EXTRAIT.
----------------------------------------

Que retenez-vous de votre périple de plus d’un an à arpenter la France rurale ? Qu’avez-vous trouvé chez les personnes rencontrées ?
Ce que je retiens avant tout, c’est l’immense combativité qui agite ces territoires. Dans les médias, comme dans les débats politiques, lorsque l’on parle de la ruralité, le ton est bien souvent terne, misérabiliste. On constate une compassion parfois déplacée. Comme si les campagnes n’étaient plus qu’un musée des temps passés et ses habitants des êtres passifs qui n’attendaient plus que la mort. Or, lorsque l’on traverse cette France, apparaît instantanément une volonté de s’en sortir, d’imaginer les solutions qui feront que l’avenir sera moins sombre, et le tout dans une solidarité souvent totale. Parce que l’on partage une terre, une façon de vivre, des histoires personnelles et collectives... Il s’agit de sauver cela, ces valeurs propres aux villages ruraux, qui résistent tant bien que mal aux valeurs du monde moderne, qui sont aussi celles de la ville. L’individualisme, la perte de sens, la consommation à outrance irréfléchie...
Qu’est-ce qui fait que les campagnes souffrent selon vous ?
La première chose à pointer du doigt est la volonté d’économies portées par les différentes réformes de l’action publique. Comme, par exemple, la Révision générale de politiques publiques (RGPP) en 2007 comme la Modernisation de l’action publique (MAP) en 2012 qui ont assommé les territoires ruraux en raréfiant les services publics simplement pour faire « baisser les dépenses publiques ». Les maires n’ont pu que subir et s’adapter. Jusqu’à un énième coup dur représenté par la loi NOTRe (Nouvelle Organisation Territoriale de la République) en 2015 transférant une partie des compétences des communes aux communautés de communes. En asséchant ces territoires et en privant les communes de moyens et ses acteurs de capacité d’action, on ne peut que les condamner à souffrir...
Vous estimez que les Gilets jaunes ont été un révélateur d’une certaine France laissée de côté. Les Gilets jaunes ont quasiment disparu. Croyez-vous que le mouvement puisse ressurgir et porter de nouveaux fruits ?

----------------------------------------

DONNÉES FOURNIES.
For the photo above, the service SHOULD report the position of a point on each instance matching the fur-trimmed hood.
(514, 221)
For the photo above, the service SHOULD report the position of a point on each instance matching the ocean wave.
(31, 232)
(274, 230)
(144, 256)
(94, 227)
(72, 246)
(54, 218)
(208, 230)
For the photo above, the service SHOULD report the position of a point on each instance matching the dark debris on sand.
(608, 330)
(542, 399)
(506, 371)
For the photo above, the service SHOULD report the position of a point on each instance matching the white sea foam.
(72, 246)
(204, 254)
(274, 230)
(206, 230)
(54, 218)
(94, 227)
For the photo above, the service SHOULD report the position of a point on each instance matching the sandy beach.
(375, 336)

----------------------------------------

CONSIGNES.
**a)** D'après l'extrait, quelle loi de 2015 a transféré une partie des compétences des communes aux communautés de communes ?
**b)** Recopiez à l'identique, s'il vous plaît, le passage de la liste qui va de la ligne contenant « the ocean wave. » jusqu'à la fin de la liste, ces deux bornes comprises.

RÉPONSES.
**a)** La loi NOTRe (Nouvelle Organisation Territoriale de la République).

**b)**
For the photo above, the service SHOULD report the position of a point on each instance matching the ocean wave.
(31, 232)
(274, 230)
(144, 256)
(94, 227)
(72, 246)
(54, 218)
(208, 230)
For the photo above, the service SHOULD report the position of a point on each instance matching the dark debris on sand.
(608, 330)
(542, 399)
(506, 371)
For the photo above, the service SHOULD report the position of a point on each instance matching the white sea foam.
(72, 246)
(204, 254)
(274, 230)
(206, 230)
(54, 218)
(94, 227)
For the photo above, the service SHOULD report the position of a point on each instance matching the sandy beach.
(375, 336)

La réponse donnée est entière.